(TASK TO CARRY OUT) Copy every line of the records below verbatim, omitting the pictures.

(MATERIAL FOR THE TASK)
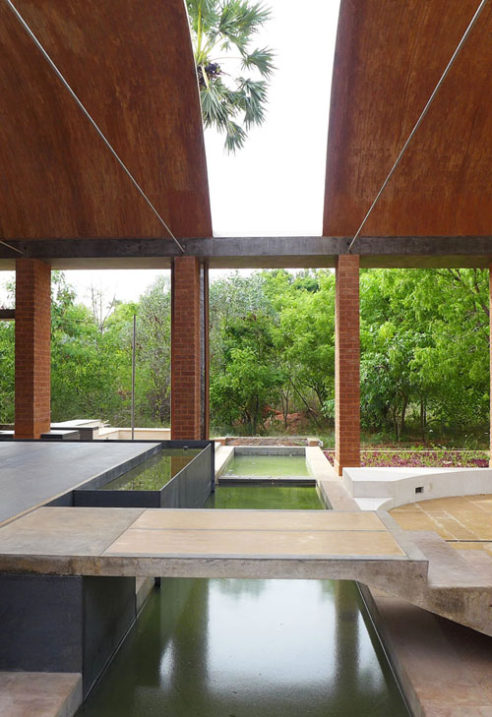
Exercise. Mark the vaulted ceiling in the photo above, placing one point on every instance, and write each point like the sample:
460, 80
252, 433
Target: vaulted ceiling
131, 64
390, 55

(RESULT)
Exercise. Mark the vaulted ceiling in the photo above, placing one point on every instance, and write each point like the sample:
460, 80
252, 433
Target: vaulted ceiling
131, 64
390, 55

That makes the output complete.